Consigna –
Responde, por favor, estas preguntas según el fragmento sobre el clientelismo:
(a) ¿Con qué nombre existía entre los etruscos una institución similar a la clientela?
(b) ¿Qué nombre da Tácito a la institución germánica del séquito?
(c) ¿Cómo se denominaba el clientelismo político en la vida social provinciana de la España de la Restauración?

Instituciones similares a la clientela existían entre los etruscos (con el nombre de etera)[35]​ y entre los griegos (Hesíodo lo describe en Los trabajos y los días).[36]​ También entre otros pueblos que entraron en contacto con los romanos, como vínculo personal de lealtad entre un jefe y sus secuaces o séquito (establecido en paz o en guerra, pero que perdura más allá del tiempo de una campaña militar, y que se sacraliza para que dure hasta la muerte, como un juramento): la devotio ibérica, la Gefolgschaft de los pueblos germánicos (relación de séquito, gardingos o fideles visigodos —Tácito denomina esta institución con el nombre comitatus, y a sus partes como princeps y convites[37]​) y relaciones similares entre los celtas (la derivación etimológica de la raíz celta wasso- —«joven», «escudero»— a través del latín vassus —«sirviente»— dio origen a la palabra medieval "vasallo") o los magiares (Hétmagyar). En la antigüedad tardía, estas instituciones, mezcladas con la romana, evolucionaron hasta conformar el vasallaje propio del feudalismo medieval.

Las modernas ciencias sociales (especialmente la antropología y la sociología -sobre todo la sociología anglosajona de mediados del siglo XX-) utilizaron el término para designar como relaciones patrón-cliente un fenómeno social de validez universal y con muy distintas aplicaciones.[38]

Conceptos como el de red social, evergetismo, reciprocidad y el uso de la expresión latina do ut des ("te doy para que me des", de más correcta utilización en este contexto que quid pro quo -de uso mucho más extendido, por influencia anglosajona-) tienen una estrecha vinculación con el clientelismo en el contexto social de la edad contemporánea. La expresión que más utilización tiene en el contexto político es la de clientelismo político, que en la vida social provinciana en la España de la Restauración (1875-1931) se denominaba "caciquismo" (Oligarquía y caciquismo fue el título de la obra principal de Joaquín Costa, denunciando ese sistema). Anteriormente, en la España de la Edad Moderna, las redes clientelares que se establecían entre los colegiales que estudiaban en los colegios mayores (conocidos como golillas y manteístas) se impusieron en la vida política y para el reparto de cargos y prebendas. En la política de Estados Unidos, un papel similar adquirieron instituciones como Tammany Hall y las sociedades secretas colegiadas; y a un nivel social más extenso, las fraternidades y sororidades de las universidades.

En general, el nepotismo o amiguismo (según los beneficiarios sean parientes o amigos -en Cuba se conoce como sociolismo) es la costumbre de que una persona con poder nombre para un cargo, beneficie o recomiende a una persona próxima. En niveles superiores, que alcanzan lo delictivo, la corrupción política o la compra de votos son prácticas, también derivadas del clientelismo, que subsisten en la sociedad contemporánea.

Las primeras escenas de la película El padrino (Ford Coppola, 1972, sobre la novela de Mario Puzo, 1969), en la que Vito Corleone ("el padrino" -un jefe mafioso-) va recibiendo sucesivamente muestras de "respeto" junto con peticiones de todo tipo por parte de los invitados a la boda de su hija (a los que también se recuerda la necesidad del cumplimento presente o futuro de sus obligaciones), son una representación de relaciones patrón-cliente en el siglo XX que se ha convertido en clásica.[40]

Datos proporcionados –
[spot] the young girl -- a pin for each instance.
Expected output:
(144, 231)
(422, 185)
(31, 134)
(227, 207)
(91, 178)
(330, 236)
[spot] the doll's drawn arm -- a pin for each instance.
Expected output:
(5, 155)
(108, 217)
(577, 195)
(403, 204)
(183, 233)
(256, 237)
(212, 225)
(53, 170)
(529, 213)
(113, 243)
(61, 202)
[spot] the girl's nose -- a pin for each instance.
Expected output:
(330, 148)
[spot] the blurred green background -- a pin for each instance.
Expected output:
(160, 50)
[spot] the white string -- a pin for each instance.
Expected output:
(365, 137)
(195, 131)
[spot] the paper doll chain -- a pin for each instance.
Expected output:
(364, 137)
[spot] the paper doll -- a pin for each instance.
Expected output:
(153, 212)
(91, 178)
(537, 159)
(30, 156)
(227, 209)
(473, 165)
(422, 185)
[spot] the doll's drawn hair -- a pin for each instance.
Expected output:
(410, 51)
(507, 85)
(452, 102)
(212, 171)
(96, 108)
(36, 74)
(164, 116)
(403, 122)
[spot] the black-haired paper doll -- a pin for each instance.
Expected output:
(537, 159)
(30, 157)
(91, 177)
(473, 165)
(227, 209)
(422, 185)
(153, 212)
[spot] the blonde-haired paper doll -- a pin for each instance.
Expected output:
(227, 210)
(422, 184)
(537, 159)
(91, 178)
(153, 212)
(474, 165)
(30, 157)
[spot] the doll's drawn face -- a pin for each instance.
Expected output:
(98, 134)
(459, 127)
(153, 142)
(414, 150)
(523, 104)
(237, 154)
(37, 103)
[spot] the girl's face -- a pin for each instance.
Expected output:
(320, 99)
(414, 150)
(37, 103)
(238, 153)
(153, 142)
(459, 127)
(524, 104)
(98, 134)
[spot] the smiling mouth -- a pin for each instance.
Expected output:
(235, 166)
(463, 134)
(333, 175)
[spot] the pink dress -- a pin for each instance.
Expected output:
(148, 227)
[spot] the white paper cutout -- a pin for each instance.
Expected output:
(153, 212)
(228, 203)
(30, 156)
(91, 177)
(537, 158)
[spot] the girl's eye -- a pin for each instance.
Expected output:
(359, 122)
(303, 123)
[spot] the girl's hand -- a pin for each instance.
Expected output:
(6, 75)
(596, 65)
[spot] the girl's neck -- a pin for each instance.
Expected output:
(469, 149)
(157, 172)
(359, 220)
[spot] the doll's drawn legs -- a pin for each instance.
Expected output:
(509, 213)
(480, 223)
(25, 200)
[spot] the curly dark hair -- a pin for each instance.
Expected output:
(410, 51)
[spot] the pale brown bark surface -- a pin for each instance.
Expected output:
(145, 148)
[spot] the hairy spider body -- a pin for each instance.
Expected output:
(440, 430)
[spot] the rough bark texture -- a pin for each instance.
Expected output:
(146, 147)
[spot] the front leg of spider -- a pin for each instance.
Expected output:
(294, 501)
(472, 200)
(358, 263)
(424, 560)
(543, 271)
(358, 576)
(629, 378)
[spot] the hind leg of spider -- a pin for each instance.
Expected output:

Respuesta –
(a) Etera.
(b) Comitatus.
(c) Caciquismo.